BEGIN Passage

Marble Sheep success

JoeATCA

Member
Messages
18
As many hunters have experienced before me, I couldn't believe my luck when I drew a sheep tag. Having shoulder problems, and knowing I was hunting in a wilderness zone, I decided to book with an outfitter. I contacted Dry Creek Outfitters and arrived in camp on Friday, December 11. Meet up with Matt St. Martin and crew and had a fantastic steak dinner. Didn't get much sleep that night as the anticipation was brewing. I was worried about my shoulder surgery from 2019, and having delayed another surgery until Covid abates. Hiking around that rocky country was going to be rough and I didn't want to tear my shoulder up further If I stumbled.

Saturday morning came and we ventured out in the frigid cold (low 30s) to start glassing. I didn't know what to expect, but we literally parked on the side of the road and everybody got out the glass. At the Fish & Game orientation it was stated that the hunter had to have a spotting scope in possession, so I bought a Leupold 45x scope/tripod combo for this hunt. The Dry Creek crew was using their megabucks optics and starting seeing rams immediately. I couldn't spot the rams until they showed me where they were, and once I saw the white rump patches it was easier to locate them.

Outfitter Matt stated that there was a good, heavy mass, ram in a group and guide Casey and myself left the road on our first stalk. It was a long trek across the alluvial fans before we hit the mountain base and started climbing. I had to tell Casey (the youngest guide, mid - late 20s?) to slow his pace as this 61 year old couldn't hope to match his stride. We started up a long gradual ridge line and came across a bedded ram about 200 yards uphill from us. We sat tight to see what it would do because Casey was saying this is not the ram we were after. I was going nuts because they all look like trophies to my untrained eye. Eventually, as Casey was crouched behind a small boulder, and I was lying adjacent, spread eagle on the rocks with my rifle on the pack, the ram got up and started walking toward us. It was crazy as the ram got closer and closer with Casey hissing- don't move. Incredibly, the ram saw something and was looking right at us and we were frozen. The ram eventually kept coming and passed us quartering at about 20 yards distance. Casey got a video of it on his phone that he later shared and it was unreal how the ram wasn't spooked as it was early in the season and no shots were fired yet.

END Passage

:: Exercises ::
A – In the sheep hunt story, transcribe the text between "Saturday morning came" and "to locate them.", inclusive.
B – What spotting scope did the writer of the sheep hunt story buy for the hunt?
C – Pick up the sheep hunt story after its last sentence and keep it going.

BEGIN Supplied information

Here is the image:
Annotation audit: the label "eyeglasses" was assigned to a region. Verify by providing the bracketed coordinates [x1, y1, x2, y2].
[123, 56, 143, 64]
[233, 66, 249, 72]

END Supplied information

:: Task results ::
A –
Saturday morning came and we ventured out in the frigid cold (low 30s) to start glassing. I didn't know what to expect, but we literally parked on the side of the road and everybody got out the glass. At the Fish & Game orientation it was stated that the hunter had to have a spotting scope in possession, so I bought a Leupold 45x scope/tripod combo for this hunt. The Dry Creek crew was using their megabucks optics and starting seeing rams immediately. I couldn't spot the rams until they showed me where they were, and once I saw the white rump patches it was easier to locate them.

B – A Leupold 45x scope/tripod combo.

C –
After that excitement we continued up the ridge and came to a saddle below us where the target ram was in a group of about eight. Casey called the distance as 320 yards, a bit long for me, but I took the shot as the ram step away from the others. I missed and attribute it the awkward angle and perching on rocks for balance. After I missed Casey said don't shoot, as the rams clustered together. No way I was going to try again with the non-lead bullets. They trotted off directly away from us and crossed the saddle. We enjoyed the view a bit and then called it a day and headed back to the truck. I was exhausted that night, more from the adrenaline rushes than the physical exertion.

Sunday morning was a repeat of the day before. Spotted a good ram bedded down, hike up to it. Again, we were approaching from below, and came to a small ~12' high rock cliff face. Wondering how to get around it without being spotted, my guide Brooks hurriedly told me there were three different rams in a small basin to our right that just stood up when they spotted us, and then starting moving away to our right. Brooks said the one on the right is a good one. This time I was again attempting to balance myself/rifle/pack on rocks to get a site alignment. Again I took a shot, ~200 yards slightly downhill, and missed. The rams reversed course at the shot and started moving to the left. The recoil of the first shot dislodged me from my position, and I struggled to keep my balance, not fall off the rocks, and get the rifle laid back on the pack. After an elapsed time of maybe 3-4 seconds (? seemed like forever) I steadied myself and took another shot. BINGO!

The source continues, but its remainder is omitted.